**Labeled area outline items:**

⟨

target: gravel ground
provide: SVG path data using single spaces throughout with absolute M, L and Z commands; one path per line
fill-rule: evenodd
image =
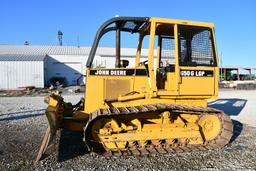
M 237 91 L 229 93 L 239 95 Z M 246 93 L 242 94 L 246 99 Z M 228 96 L 228 92 L 224 95 Z M 253 104 L 250 97 L 245 105 L 240 105 L 240 113 L 252 109 L 248 106 Z M 80 96 L 65 99 L 75 103 Z M 220 104 L 211 102 L 210 106 L 223 107 Z M 0 170 L 256 170 L 256 127 L 250 122 L 246 124 L 246 119 L 241 121 L 240 114 L 232 116 L 235 134 L 231 143 L 218 151 L 105 158 L 88 154 L 80 133 L 62 131 L 58 151 L 34 164 L 47 127 L 45 108 L 43 97 L 0 98 Z

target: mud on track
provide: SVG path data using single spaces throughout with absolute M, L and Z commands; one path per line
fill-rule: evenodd
M 0 98 L 0 170 L 256 169 L 256 128 L 237 120 L 232 142 L 223 150 L 142 157 L 88 154 L 82 134 L 63 130 L 58 151 L 34 164 L 47 127 L 45 107 L 43 97 Z

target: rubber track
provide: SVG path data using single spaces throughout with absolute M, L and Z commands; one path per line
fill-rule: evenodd
M 110 108 L 110 109 L 99 109 L 93 112 L 90 115 L 90 118 L 84 128 L 84 140 L 87 144 L 88 148 L 93 151 L 94 142 L 92 140 L 88 140 L 86 135 L 90 132 L 90 127 L 92 123 L 96 119 L 100 119 L 103 117 L 111 117 L 115 115 L 129 115 L 129 114 L 143 114 L 145 112 L 152 111 L 170 111 L 174 113 L 191 113 L 197 115 L 205 115 L 205 114 L 215 114 L 217 115 L 221 122 L 222 128 L 219 135 L 211 140 L 205 141 L 204 144 L 201 145 L 190 145 L 190 144 L 164 144 L 164 145 L 146 145 L 144 148 L 140 146 L 133 146 L 132 148 L 120 149 L 118 151 L 111 151 L 105 149 L 105 156 L 121 156 L 121 155 L 148 155 L 155 153 L 179 153 L 179 152 L 191 152 L 191 151 L 204 151 L 204 150 L 212 150 L 223 148 L 226 144 L 229 143 L 232 135 L 233 135 L 233 124 L 229 116 L 225 115 L 223 111 L 208 108 L 208 107 L 191 107 L 185 105 L 172 105 L 172 104 L 148 104 L 142 106 L 133 106 L 133 107 L 118 107 L 118 108 Z M 89 130 L 89 131 L 88 131 Z

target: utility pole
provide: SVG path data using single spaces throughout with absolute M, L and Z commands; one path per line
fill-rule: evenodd
M 59 45 L 62 46 L 62 36 L 63 36 L 63 33 L 62 31 L 58 31 L 58 40 L 59 40 Z
M 222 52 L 220 52 L 220 82 L 222 82 Z

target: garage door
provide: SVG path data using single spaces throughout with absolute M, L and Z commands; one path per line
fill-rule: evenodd
M 76 62 L 56 62 L 53 64 L 51 73 L 55 77 L 65 77 L 68 85 L 76 85 L 77 79 L 81 76 L 82 64 Z

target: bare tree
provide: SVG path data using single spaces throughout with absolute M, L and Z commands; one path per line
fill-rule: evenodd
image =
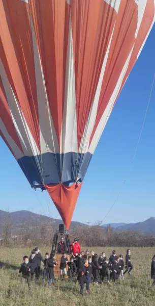
M 12 224 L 12 220 L 10 218 L 9 212 L 8 212 L 3 226 L 3 243 L 6 246 L 9 246 L 10 245 L 9 239 L 11 237 Z

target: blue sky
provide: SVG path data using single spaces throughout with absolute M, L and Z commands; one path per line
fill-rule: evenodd
M 92 158 L 73 220 L 104 219 L 130 170 L 155 72 L 154 26 L 119 96 Z M 155 84 L 130 175 L 104 223 L 141 221 L 155 216 Z M 0 209 L 28 210 L 59 218 L 46 192 L 30 188 L 0 138 Z

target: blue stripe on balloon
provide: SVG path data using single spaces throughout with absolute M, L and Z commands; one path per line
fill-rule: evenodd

⟩

**SHORT TASK:** Please duplicate the lines above, from the line with "target: garage door" up to and including the line with "M 12 224 L 12", leaving the pictures out of your answer.

**THE COMPLETED TASK:**
target: garage door
provide: SVG path data using single spaces throughout with absolute M, L and Z commands; one path per line
fill-rule: evenodd
M 76 62 L 56 62 L 53 64 L 51 73 L 55 77 L 65 77 L 68 85 L 76 85 L 77 79 L 81 76 L 82 64 Z

target: bare tree
provide: SVG path data using single spaces throughout with absolute M, L and Z commands; one path per line
fill-rule: evenodd
image =
M 12 224 L 12 220 L 10 218 L 9 212 L 8 212 L 3 226 L 3 243 L 6 246 L 9 246 L 10 245 L 9 239 L 11 237 Z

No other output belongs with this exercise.